═══ WORKING DATA ═══

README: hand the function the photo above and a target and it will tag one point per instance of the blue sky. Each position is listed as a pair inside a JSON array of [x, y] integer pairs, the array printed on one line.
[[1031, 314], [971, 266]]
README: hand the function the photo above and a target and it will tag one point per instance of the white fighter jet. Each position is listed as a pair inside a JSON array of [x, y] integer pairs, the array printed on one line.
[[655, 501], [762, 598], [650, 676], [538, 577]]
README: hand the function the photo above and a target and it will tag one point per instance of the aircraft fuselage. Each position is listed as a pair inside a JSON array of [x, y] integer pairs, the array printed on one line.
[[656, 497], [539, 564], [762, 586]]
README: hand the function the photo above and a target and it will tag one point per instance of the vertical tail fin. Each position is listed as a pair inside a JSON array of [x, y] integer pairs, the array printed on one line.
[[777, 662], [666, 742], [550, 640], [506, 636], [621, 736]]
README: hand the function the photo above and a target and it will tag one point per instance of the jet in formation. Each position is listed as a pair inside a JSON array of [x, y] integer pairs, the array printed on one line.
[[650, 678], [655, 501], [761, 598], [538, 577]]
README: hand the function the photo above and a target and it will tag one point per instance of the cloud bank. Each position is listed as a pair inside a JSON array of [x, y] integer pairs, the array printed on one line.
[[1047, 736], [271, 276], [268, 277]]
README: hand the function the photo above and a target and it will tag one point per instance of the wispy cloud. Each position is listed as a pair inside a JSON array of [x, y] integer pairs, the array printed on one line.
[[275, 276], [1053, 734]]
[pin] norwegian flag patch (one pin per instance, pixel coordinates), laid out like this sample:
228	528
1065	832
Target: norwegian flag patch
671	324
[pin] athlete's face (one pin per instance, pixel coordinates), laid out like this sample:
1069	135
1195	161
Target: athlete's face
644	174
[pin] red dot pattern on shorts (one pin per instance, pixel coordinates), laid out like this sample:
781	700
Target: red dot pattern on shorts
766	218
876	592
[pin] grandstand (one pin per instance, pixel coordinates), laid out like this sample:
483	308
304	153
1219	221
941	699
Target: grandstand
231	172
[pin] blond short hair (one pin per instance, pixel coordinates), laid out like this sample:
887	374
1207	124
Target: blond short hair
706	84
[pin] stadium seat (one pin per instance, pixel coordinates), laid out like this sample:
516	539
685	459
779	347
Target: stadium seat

═══

▸ **INSTRUCTION**: Arrange the material as a Markdown table with the columns Row and Line, one numbered row per line and no rows for blank lines, running from the first line of the material through the line containing "[[655, 501], [762, 598], [650, 676], [538, 577]]", both included.

▸ **OUTPUT FOR THIS TASK**:
| Row | Line |
|---|---|
| 1 | README: hand the function the photo above and a target and it will tag one point per instance of the blue sky. Each position is listed as a pair inside a JSON array of [x, y] integer pairs, the array printed on one line. |
| 2 | [[1031, 314], [971, 266]] |
| 3 | README: hand the function the photo above and a target and it will tag one point per instance of the white fighter jet. Each position is listed as a pair inside a JSON array of [x, y] integer pairs, the array printed on one line. |
| 4 | [[655, 501], [762, 598], [650, 676], [538, 577]] |